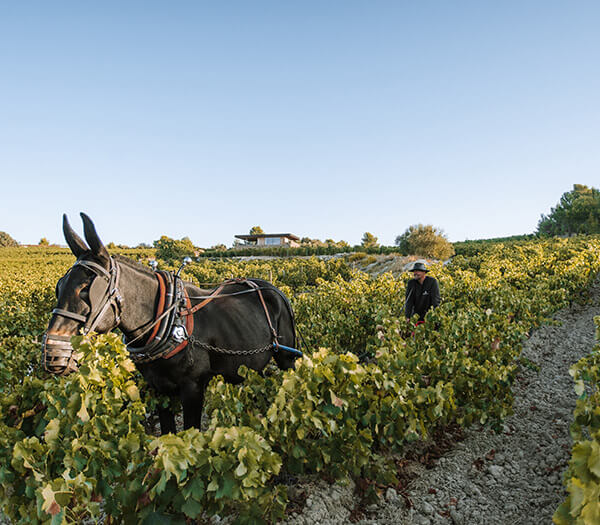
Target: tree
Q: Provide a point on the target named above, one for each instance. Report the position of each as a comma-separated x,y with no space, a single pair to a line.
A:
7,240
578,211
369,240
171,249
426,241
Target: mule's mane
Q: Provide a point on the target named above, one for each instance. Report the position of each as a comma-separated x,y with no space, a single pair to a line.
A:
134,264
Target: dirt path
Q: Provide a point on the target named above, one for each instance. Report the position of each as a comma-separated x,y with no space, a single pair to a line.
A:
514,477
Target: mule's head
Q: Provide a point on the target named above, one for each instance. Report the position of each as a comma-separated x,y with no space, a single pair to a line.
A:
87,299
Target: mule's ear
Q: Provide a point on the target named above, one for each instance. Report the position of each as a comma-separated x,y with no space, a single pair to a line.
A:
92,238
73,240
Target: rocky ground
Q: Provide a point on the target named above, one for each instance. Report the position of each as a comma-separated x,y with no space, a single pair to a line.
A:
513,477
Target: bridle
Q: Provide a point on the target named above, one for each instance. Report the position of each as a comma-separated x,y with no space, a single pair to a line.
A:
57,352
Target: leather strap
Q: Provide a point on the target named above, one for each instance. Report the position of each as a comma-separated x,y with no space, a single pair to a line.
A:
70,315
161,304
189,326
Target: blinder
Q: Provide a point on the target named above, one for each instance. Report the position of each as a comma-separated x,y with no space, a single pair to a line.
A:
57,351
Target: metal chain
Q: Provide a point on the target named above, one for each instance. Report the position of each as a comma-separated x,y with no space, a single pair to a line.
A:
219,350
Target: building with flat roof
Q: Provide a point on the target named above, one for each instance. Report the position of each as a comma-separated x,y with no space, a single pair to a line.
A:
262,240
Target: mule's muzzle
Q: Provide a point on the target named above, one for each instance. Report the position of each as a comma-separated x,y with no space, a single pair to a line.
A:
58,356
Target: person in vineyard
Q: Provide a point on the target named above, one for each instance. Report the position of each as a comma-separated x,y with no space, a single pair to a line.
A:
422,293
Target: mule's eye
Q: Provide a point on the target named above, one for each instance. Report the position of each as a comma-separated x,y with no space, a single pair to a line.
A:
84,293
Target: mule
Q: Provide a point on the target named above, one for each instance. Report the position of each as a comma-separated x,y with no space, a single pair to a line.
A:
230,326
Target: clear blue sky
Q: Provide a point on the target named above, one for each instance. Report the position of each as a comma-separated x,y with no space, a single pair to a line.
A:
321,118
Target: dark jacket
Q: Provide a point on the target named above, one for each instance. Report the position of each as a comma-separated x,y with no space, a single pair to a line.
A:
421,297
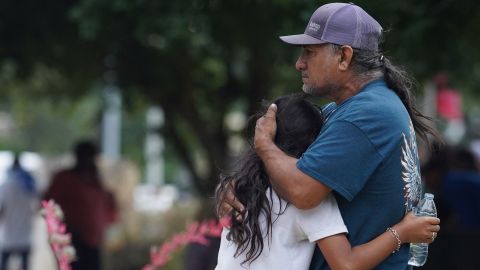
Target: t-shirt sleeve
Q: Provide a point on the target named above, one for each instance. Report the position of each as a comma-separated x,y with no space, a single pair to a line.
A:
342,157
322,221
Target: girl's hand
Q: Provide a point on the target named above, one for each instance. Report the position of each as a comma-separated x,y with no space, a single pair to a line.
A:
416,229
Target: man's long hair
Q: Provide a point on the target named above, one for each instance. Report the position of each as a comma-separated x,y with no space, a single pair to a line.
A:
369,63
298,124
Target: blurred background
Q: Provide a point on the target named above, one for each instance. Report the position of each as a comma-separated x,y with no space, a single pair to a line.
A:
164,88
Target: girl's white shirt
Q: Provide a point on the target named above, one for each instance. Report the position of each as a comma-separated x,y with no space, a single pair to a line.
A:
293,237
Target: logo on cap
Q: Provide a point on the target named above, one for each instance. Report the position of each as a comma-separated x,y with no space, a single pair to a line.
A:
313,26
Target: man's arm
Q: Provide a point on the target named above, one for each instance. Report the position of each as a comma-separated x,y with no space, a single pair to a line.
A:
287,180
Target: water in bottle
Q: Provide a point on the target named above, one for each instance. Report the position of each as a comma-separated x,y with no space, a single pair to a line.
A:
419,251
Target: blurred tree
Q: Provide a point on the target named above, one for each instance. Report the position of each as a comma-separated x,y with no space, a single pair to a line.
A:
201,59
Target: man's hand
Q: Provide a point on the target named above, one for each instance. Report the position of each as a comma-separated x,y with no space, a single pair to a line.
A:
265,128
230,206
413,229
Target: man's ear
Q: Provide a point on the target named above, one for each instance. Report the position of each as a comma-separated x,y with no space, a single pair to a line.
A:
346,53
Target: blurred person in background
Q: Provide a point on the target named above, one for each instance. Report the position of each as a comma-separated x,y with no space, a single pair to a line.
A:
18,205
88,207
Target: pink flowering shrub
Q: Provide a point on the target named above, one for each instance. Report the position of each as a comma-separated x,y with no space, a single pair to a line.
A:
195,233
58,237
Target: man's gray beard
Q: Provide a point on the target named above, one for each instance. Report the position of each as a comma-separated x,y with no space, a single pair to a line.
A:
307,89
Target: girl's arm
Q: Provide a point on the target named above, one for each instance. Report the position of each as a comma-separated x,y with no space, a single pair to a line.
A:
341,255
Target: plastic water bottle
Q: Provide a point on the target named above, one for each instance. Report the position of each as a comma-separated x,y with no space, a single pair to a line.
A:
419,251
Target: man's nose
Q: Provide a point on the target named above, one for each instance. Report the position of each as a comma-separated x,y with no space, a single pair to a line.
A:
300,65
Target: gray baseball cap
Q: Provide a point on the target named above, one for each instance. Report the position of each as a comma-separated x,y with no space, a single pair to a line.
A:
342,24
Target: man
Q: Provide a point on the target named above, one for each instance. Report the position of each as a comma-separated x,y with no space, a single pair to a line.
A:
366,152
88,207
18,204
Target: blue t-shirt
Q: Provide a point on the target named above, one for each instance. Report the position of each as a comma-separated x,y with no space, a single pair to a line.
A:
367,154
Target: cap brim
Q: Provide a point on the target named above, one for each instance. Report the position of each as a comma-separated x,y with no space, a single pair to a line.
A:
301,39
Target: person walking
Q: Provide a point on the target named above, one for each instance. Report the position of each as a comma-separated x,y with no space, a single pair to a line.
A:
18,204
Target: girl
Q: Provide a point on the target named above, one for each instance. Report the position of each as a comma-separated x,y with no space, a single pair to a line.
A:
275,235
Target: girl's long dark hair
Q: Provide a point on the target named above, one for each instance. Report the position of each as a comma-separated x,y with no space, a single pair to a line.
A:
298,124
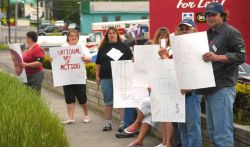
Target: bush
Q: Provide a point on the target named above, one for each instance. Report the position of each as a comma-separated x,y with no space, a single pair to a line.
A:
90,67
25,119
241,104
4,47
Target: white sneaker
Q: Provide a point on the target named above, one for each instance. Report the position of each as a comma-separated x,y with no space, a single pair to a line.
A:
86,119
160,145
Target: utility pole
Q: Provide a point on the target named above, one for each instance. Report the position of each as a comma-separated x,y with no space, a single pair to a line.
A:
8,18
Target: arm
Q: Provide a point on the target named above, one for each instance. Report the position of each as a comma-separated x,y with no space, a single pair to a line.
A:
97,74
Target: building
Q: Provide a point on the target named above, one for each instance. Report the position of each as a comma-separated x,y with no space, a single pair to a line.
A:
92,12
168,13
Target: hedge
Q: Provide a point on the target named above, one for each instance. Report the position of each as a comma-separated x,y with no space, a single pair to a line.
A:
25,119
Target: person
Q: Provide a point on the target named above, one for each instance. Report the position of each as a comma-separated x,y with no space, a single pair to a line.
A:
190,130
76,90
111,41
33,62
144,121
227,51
★ ★ ★
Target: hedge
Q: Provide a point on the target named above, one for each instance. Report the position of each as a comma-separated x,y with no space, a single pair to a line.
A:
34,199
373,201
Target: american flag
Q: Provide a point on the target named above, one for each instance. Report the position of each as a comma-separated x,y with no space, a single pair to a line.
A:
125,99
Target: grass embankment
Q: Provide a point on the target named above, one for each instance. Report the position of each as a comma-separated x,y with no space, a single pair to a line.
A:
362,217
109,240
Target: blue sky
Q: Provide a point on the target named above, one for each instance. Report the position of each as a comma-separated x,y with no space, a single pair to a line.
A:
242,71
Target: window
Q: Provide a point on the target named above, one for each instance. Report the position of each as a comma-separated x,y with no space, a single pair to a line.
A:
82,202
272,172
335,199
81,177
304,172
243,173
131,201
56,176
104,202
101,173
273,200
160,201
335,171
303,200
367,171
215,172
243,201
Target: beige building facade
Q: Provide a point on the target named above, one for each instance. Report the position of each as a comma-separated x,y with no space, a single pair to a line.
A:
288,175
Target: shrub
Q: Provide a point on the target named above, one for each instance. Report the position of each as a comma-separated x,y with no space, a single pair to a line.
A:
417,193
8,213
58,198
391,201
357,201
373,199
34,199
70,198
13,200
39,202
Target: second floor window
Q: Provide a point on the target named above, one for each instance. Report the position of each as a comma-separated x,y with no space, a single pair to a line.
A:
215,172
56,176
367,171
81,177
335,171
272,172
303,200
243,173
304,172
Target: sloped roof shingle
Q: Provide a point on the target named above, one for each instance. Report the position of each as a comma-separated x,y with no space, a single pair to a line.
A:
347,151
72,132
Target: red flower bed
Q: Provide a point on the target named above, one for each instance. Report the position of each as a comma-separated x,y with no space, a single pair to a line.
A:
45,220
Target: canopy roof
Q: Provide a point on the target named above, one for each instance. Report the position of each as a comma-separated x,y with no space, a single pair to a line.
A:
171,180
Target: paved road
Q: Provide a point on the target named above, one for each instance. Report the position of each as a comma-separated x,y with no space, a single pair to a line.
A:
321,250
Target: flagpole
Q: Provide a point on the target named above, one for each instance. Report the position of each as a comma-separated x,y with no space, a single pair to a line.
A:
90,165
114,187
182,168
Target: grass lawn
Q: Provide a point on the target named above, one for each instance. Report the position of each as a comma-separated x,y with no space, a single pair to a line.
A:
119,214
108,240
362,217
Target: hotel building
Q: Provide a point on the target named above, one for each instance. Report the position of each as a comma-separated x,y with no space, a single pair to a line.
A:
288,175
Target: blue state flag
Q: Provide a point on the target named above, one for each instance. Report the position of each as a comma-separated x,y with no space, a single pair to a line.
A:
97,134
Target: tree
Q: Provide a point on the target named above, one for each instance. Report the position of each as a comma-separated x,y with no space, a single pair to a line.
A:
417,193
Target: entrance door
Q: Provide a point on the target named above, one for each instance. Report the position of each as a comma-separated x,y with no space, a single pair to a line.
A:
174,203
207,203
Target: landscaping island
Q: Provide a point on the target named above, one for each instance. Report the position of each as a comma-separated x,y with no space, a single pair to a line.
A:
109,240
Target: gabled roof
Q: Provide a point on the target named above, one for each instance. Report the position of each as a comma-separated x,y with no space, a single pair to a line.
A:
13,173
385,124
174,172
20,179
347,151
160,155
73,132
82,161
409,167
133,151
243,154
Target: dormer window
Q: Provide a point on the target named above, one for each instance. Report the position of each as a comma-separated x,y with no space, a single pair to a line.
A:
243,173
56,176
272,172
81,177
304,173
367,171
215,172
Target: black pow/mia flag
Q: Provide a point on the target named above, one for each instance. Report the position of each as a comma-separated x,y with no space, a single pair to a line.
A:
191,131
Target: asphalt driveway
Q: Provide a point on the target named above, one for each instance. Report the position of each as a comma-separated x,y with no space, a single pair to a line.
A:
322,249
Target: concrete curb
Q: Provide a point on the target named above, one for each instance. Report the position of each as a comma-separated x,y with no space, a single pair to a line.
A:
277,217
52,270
★ ★ ★
> [What is needed]
Which lines of the material above contain the word "gray"? List each of them in full.

> [Answer in full]
Target: man's gray beard
Target: gray baseball cap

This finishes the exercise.